▶ **DESCRIPTION OF THE TASK**
Locate every line in the items below that contains the word "limestone" and copy each one out in full.

Dataset items
===

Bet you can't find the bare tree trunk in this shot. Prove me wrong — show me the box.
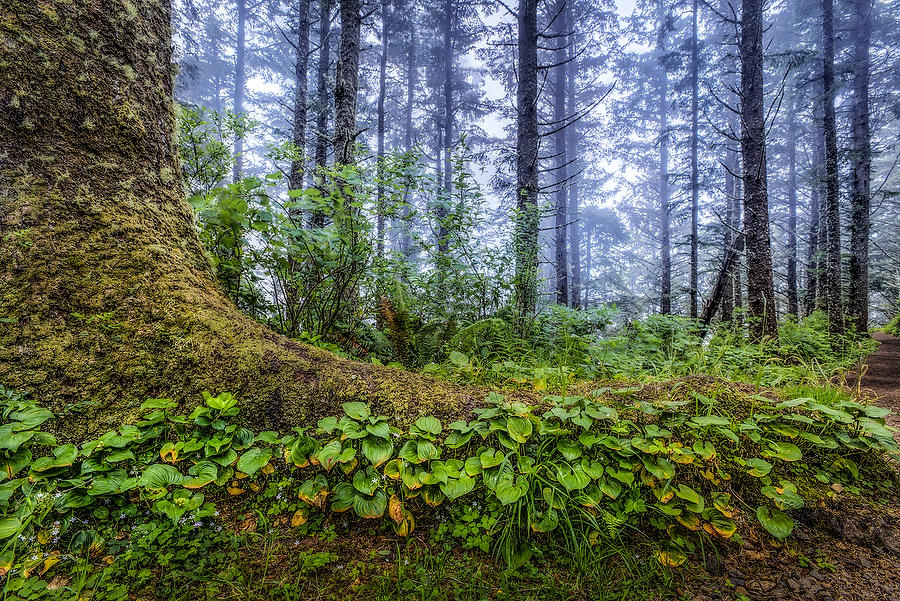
[0,0,474,442]
[375,0,388,257]
[689,0,700,317]
[740,0,776,339]
[722,150,740,322]
[786,86,800,318]
[565,2,581,309]
[231,0,247,182]
[822,0,844,334]
[334,0,362,165]
[847,0,873,333]
[513,0,540,316]
[400,24,416,258]
[288,0,309,190]
[656,0,672,315]
[553,0,569,306]
[310,0,331,227]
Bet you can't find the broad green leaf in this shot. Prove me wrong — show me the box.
[341,401,369,422]
[235,448,272,476]
[360,436,394,467]
[756,505,794,540]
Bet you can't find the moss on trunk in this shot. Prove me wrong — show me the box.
[0,0,483,438]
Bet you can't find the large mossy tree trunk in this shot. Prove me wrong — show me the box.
[0,0,481,437]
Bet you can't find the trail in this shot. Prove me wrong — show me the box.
[862,332,900,438]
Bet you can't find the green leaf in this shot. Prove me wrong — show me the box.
[353,466,381,496]
[138,464,184,489]
[0,517,22,540]
[341,402,369,422]
[361,436,394,467]
[353,490,387,519]
[506,416,534,444]
[416,415,441,435]
[756,505,794,540]
[235,448,272,476]
[556,438,581,461]
[763,441,803,461]
[440,474,476,501]
[745,458,772,478]
[691,415,731,428]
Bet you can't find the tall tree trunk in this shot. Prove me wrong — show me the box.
[689,0,700,317]
[553,0,569,306]
[0,0,464,442]
[288,0,309,190]
[513,0,540,316]
[822,0,844,334]
[565,2,581,309]
[722,150,739,322]
[656,0,672,315]
[310,0,331,227]
[438,0,455,256]
[231,0,247,182]
[847,0,873,333]
[375,0,388,257]
[740,0,778,339]
[334,0,362,165]
[786,85,800,318]
[400,24,416,258]
[284,0,309,336]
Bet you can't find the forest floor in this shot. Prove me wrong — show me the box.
[683,332,900,601]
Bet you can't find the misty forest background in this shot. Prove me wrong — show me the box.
[175,0,900,358]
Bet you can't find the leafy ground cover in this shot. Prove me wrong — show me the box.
[0,324,900,599]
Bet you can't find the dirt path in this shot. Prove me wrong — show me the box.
[687,332,900,601]
[862,332,900,437]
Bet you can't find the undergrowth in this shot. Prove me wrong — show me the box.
[0,380,897,599]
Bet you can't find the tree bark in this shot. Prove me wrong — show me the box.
[822,0,844,335]
[288,0,309,190]
[553,0,569,306]
[689,0,700,317]
[0,0,478,440]
[565,2,581,309]
[847,0,873,333]
[513,0,540,316]
[656,0,672,315]
[740,0,778,339]
[231,0,247,182]
[375,0,388,257]
[334,0,362,165]
[311,0,331,227]
[786,85,800,319]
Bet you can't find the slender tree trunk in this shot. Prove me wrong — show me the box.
[310,0,331,227]
[334,0,362,165]
[0,0,474,442]
[553,0,569,305]
[288,0,309,190]
[847,0,873,333]
[740,0,778,339]
[438,0,455,256]
[722,150,739,322]
[656,0,672,315]
[786,86,800,319]
[690,0,700,317]
[822,0,844,334]
[583,224,594,309]
[231,0,247,182]
[375,0,388,257]
[284,0,309,336]
[513,0,540,316]
[565,2,581,309]
[400,25,416,258]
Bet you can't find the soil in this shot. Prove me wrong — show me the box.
[681,332,900,601]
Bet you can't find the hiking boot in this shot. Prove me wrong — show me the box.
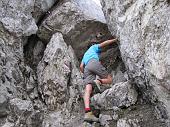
[93,80,101,93]
[84,112,99,122]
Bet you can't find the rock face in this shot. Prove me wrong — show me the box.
[0,0,170,127]
[91,82,137,110]
[101,0,170,125]
[37,33,83,127]
[32,0,59,22]
[38,0,111,59]
[0,0,38,36]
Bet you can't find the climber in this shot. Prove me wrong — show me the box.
[80,39,117,122]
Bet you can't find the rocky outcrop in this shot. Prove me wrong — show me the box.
[38,0,111,59]
[32,0,59,22]
[0,0,38,36]
[101,0,170,125]
[37,33,83,127]
[91,82,137,110]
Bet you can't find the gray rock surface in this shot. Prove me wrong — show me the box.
[0,0,38,36]
[101,0,170,125]
[37,33,71,110]
[91,81,138,110]
[32,0,59,22]
[38,0,111,59]
[117,119,140,127]
[37,33,83,127]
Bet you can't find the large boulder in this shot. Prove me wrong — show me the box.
[32,0,59,22]
[0,0,38,36]
[91,81,138,110]
[37,33,71,109]
[37,33,83,127]
[38,0,111,58]
[101,0,170,124]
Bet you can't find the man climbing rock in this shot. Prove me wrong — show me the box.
[80,39,117,122]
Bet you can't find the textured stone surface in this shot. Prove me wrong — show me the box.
[37,33,83,127]
[102,0,170,124]
[0,0,38,36]
[38,0,114,59]
[37,33,71,110]
[32,0,59,22]
[117,119,140,127]
[91,82,137,110]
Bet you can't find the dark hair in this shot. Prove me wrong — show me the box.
[87,42,97,49]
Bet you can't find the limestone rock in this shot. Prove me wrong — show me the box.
[117,119,140,127]
[37,33,83,127]
[101,0,170,123]
[0,0,38,36]
[32,0,59,22]
[38,0,111,59]
[37,33,71,110]
[91,81,137,110]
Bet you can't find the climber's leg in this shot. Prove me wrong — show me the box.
[84,84,92,109]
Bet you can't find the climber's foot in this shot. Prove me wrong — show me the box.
[84,112,99,122]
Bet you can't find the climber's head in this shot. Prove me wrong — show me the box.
[87,41,97,49]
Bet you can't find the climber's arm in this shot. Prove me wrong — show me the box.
[80,62,84,73]
[99,39,117,48]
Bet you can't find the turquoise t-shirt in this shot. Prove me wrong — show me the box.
[82,44,101,65]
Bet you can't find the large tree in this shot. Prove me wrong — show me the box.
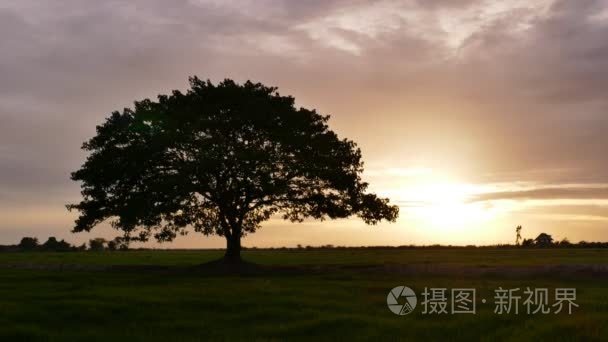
[68,77,398,261]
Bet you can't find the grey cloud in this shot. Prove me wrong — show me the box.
[0,0,608,240]
[470,186,608,202]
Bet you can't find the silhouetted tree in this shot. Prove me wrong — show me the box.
[19,237,39,251]
[521,239,534,247]
[534,233,553,247]
[68,77,398,262]
[41,236,72,252]
[108,240,118,251]
[515,226,521,246]
[559,238,572,247]
[89,238,107,252]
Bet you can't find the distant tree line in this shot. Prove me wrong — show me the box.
[0,236,129,252]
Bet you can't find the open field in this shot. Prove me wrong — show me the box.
[0,249,608,341]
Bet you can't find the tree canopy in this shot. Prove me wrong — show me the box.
[67,77,398,258]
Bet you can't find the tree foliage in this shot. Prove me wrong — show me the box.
[68,77,398,260]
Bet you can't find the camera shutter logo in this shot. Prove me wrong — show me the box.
[386,286,418,315]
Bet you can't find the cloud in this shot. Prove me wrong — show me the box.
[470,185,608,202]
[0,0,608,243]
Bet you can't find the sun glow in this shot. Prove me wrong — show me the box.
[376,168,499,231]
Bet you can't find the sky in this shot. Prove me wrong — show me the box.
[0,0,608,248]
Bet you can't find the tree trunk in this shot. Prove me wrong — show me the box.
[224,231,242,264]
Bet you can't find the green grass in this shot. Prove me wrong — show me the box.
[0,248,608,266]
[0,249,608,341]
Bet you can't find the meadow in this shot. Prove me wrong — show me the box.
[0,248,608,341]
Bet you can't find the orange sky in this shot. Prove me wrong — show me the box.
[0,0,608,247]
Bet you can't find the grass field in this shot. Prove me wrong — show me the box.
[0,249,608,341]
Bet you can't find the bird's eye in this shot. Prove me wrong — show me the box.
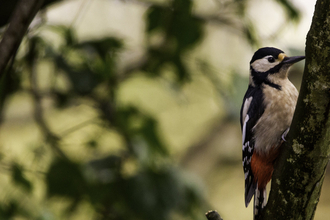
[268,57,275,63]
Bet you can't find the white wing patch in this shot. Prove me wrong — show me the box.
[242,115,250,146]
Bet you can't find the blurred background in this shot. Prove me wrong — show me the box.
[0,0,330,220]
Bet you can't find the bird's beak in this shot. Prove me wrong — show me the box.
[282,56,305,64]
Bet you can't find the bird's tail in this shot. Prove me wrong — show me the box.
[253,187,267,220]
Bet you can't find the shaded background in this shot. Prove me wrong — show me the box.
[0,0,330,220]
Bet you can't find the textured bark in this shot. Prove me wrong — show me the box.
[262,0,330,220]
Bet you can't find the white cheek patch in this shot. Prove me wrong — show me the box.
[251,56,280,72]
[242,96,253,122]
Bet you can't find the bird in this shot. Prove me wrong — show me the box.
[240,47,305,220]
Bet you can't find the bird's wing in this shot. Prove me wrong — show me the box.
[241,86,265,206]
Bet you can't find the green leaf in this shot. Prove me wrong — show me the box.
[75,37,123,60]
[11,163,32,193]
[276,0,301,21]
[46,159,88,200]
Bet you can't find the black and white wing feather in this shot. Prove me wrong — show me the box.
[241,86,265,207]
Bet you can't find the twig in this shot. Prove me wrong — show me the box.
[29,40,67,159]
[0,0,44,78]
[205,211,223,220]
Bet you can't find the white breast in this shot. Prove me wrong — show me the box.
[253,78,298,153]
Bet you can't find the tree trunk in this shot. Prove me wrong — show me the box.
[262,0,330,220]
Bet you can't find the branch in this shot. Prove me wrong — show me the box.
[262,0,330,220]
[0,0,44,79]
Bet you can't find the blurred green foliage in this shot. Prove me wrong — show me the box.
[0,0,299,220]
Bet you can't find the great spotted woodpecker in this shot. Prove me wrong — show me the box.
[241,47,305,220]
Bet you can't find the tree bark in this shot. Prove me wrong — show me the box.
[262,0,330,220]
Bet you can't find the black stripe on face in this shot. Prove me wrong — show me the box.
[251,68,283,90]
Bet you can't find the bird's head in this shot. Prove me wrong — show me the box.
[250,47,305,85]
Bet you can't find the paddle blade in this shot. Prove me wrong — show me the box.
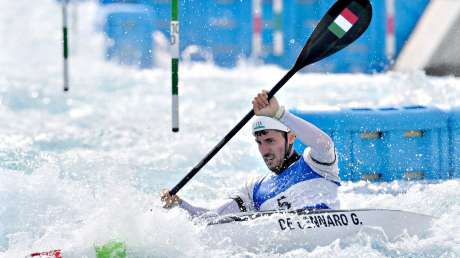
[294,0,372,70]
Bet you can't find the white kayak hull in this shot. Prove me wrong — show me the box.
[204,209,433,251]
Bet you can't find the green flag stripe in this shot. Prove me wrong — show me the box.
[328,22,345,38]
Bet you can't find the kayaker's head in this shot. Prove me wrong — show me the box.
[252,116,295,173]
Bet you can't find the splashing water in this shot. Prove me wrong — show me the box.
[0,0,460,258]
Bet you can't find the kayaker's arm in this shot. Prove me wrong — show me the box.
[161,190,241,218]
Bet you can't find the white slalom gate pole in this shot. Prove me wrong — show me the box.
[62,0,69,91]
[273,0,283,56]
[171,0,179,132]
[252,0,262,59]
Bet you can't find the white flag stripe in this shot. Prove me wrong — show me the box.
[334,15,353,32]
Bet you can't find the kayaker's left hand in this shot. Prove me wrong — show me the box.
[160,189,182,209]
[252,90,280,117]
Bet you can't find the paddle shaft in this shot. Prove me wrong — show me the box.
[169,67,299,195]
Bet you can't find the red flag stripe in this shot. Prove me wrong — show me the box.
[340,8,358,24]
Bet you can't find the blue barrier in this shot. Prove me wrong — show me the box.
[293,106,449,181]
[394,0,430,53]
[449,107,460,178]
[104,4,153,68]
[99,0,429,70]
[203,0,252,67]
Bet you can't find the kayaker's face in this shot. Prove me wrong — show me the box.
[256,130,286,171]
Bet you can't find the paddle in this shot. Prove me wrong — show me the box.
[169,0,372,195]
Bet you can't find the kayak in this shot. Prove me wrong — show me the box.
[201,209,434,251]
[26,209,435,258]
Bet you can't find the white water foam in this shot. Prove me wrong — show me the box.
[0,0,460,258]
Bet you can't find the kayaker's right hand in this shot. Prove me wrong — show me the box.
[160,189,182,209]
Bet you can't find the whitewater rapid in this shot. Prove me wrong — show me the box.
[0,0,460,258]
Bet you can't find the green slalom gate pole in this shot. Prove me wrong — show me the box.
[62,0,69,91]
[171,0,179,132]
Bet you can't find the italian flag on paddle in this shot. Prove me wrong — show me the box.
[328,8,359,39]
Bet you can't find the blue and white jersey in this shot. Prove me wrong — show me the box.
[238,148,340,211]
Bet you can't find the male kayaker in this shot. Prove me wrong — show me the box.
[161,91,340,217]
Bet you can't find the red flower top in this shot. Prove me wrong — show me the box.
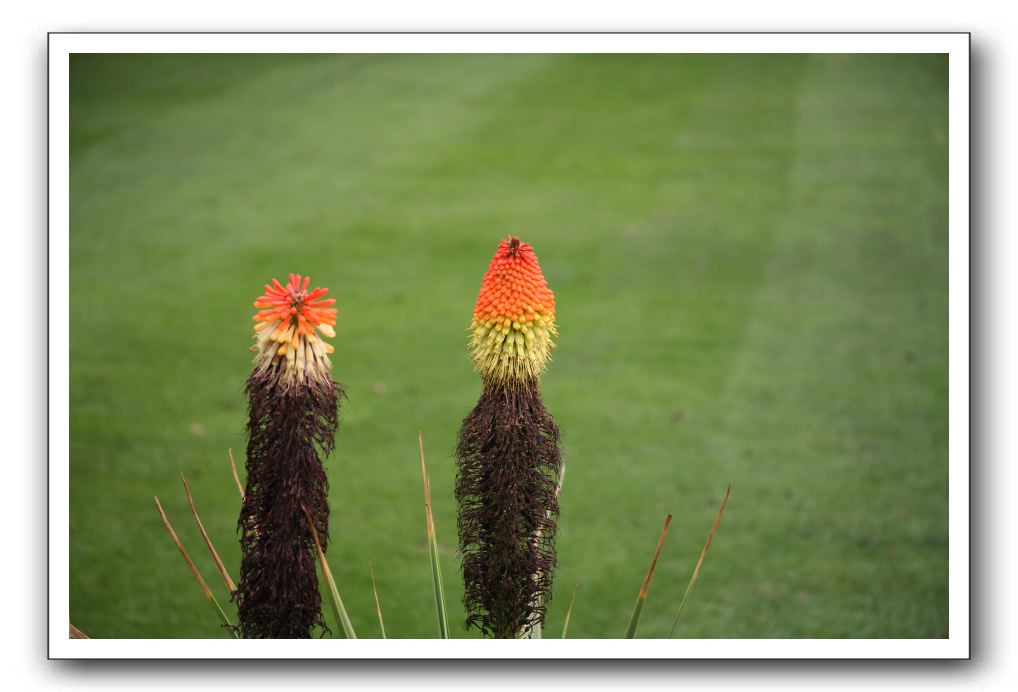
[470,236,558,382]
[251,274,337,379]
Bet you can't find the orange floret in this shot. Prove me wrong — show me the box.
[470,236,558,382]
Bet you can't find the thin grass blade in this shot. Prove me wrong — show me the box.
[668,485,732,638]
[417,430,449,639]
[625,514,672,639]
[562,581,579,639]
[300,505,357,639]
[367,557,388,639]
[180,471,237,593]
[155,498,240,639]
[230,449,244,500]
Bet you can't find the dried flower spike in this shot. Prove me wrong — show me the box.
[456,236,562,638]
[236,274,343,638]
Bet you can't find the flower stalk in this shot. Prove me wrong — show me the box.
[236,274,343,639]
[456,236,562,638]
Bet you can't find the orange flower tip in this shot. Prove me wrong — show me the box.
[469,235,556,382]
[252,274,337,384]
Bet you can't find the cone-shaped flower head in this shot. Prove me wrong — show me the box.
[470,236,558,383]
[236,274,343,638]
[251,274,336,386]
[456,236,562,638]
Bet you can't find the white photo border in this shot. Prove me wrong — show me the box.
[48,33,970,659]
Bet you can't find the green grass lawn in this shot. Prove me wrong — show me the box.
[70,55,948,639]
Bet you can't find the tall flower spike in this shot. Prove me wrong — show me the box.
[236,274,343,638]
[456,236,562,638]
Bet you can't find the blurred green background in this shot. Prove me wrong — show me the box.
[70,55,948,646]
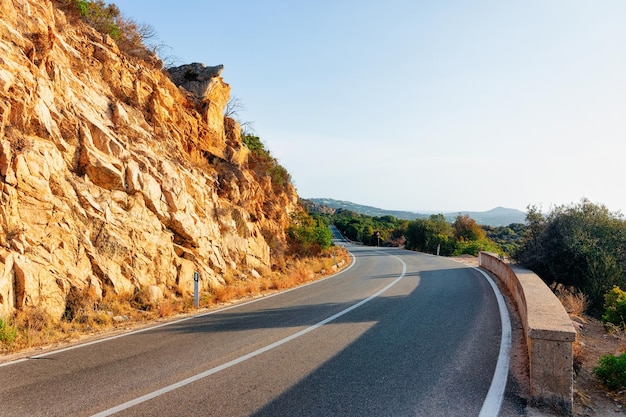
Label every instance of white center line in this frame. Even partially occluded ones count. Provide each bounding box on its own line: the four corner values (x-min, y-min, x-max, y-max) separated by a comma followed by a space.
92, 255, 406, 417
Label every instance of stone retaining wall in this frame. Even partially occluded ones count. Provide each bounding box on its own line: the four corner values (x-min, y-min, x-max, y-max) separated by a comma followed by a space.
478, 252, 576, 414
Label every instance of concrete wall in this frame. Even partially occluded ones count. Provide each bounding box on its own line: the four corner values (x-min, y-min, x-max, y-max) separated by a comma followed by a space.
478, 252, 576, 414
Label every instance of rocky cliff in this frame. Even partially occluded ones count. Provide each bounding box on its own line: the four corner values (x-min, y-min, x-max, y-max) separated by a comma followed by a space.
0, 0, 299, 318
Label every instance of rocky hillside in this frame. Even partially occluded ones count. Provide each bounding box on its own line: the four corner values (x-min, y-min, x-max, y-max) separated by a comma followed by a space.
0, 0, 299, 318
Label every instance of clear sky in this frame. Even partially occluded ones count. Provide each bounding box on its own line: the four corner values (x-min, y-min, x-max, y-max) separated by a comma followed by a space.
109, 0, 626, 213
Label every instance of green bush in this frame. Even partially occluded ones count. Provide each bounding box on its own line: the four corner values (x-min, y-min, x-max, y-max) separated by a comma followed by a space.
287, 212, 333, 256
593, 353, 626, 390
0, 318, 17, 346
602, 286, 626, 328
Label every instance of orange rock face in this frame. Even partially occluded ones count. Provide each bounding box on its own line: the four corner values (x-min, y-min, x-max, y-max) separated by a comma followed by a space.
0, 0, 299, 318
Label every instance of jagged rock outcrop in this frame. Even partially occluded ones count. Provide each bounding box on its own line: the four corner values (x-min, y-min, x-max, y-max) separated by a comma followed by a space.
0, 0, 299, 318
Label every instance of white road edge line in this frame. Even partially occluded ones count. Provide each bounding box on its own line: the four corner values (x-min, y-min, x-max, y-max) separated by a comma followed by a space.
0, 249, 355, 368
473, 267, 511, 417
92, 250, 406, 417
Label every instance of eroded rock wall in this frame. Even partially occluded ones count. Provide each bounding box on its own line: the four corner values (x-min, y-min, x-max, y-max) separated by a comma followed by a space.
0, 0, 298, 318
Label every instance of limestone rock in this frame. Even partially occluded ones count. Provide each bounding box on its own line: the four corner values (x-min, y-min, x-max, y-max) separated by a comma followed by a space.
0, 0, 300, 318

===

▶ **TASK RESULT**
Bet you can't find the limestone rock in this shot. Prove me wrong — show me the box.
Label every instance of limestone rock in this frame. Even partially occluded ones count. Provide each bounding box on its own line: the four corner values (x-min, y-min, x-max, y-max) separated by a comma followed by a space.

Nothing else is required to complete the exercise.